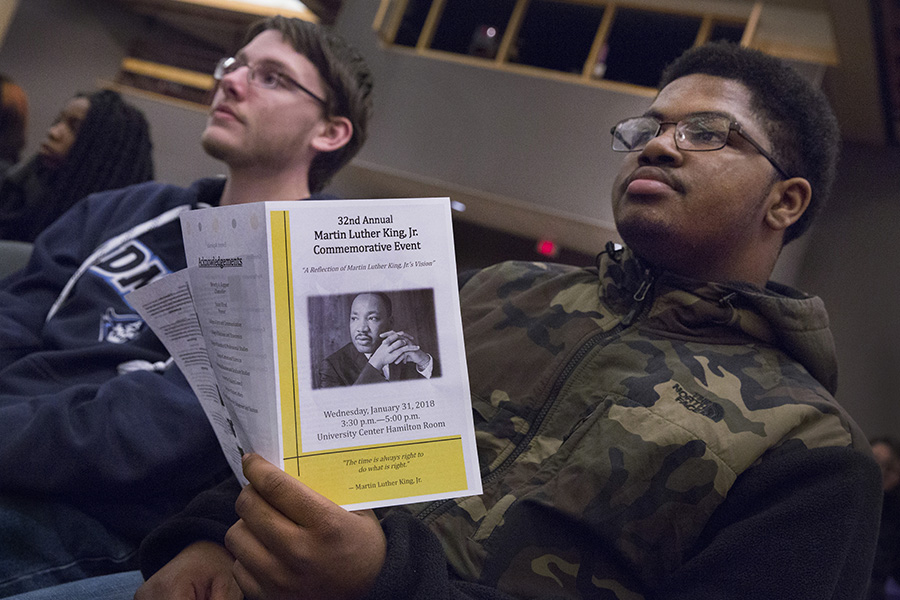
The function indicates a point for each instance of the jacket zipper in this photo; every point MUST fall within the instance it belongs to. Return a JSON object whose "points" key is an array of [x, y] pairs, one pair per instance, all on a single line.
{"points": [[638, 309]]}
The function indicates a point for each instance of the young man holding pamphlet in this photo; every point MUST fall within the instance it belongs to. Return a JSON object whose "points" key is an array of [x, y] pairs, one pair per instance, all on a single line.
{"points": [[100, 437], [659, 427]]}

--

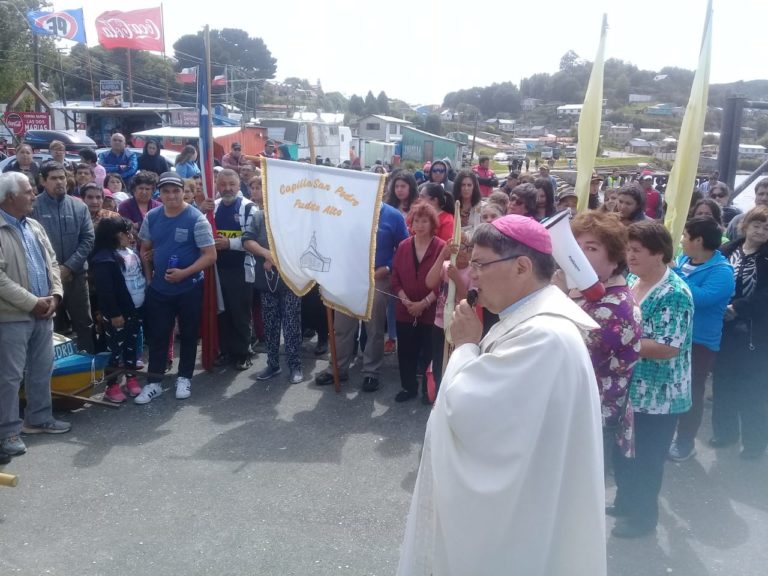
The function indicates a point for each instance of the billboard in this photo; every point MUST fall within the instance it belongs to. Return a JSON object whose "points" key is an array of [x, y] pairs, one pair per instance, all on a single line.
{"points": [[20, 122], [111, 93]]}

==

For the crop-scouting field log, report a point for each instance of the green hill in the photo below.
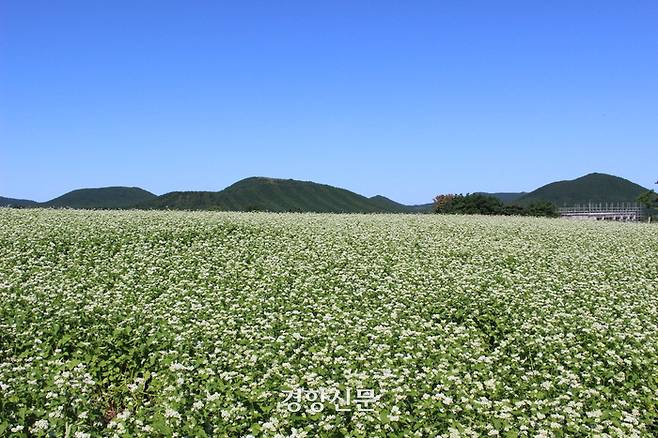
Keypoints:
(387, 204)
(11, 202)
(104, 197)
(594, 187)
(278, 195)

Task instructions.
Extract every line from the records above that contains the word "Return".

Solution to this problem.
The function indicates a point for each instance of the jacket zipper in this photo; every point MUST fall within the instance it belongs to. Return a JSON object whose "points" key is an array of [x, y] pairs, one pair per instance, all on a single line.
The function indicates a point for each instance of the young man holding pamphlet in this photo; every point MUST fall within the instance it belongs to. Return a JSON object whose "points" key is an array of [x, y] pairs, one pair per instance, all on a single line.
The function indicates a point for each instance of the billboard in this photo; every point MUST fall within the instance it belongs to. Return a JSON object whose "points" key is an array of [x, y] pairs, one pair per instance, all on a single line.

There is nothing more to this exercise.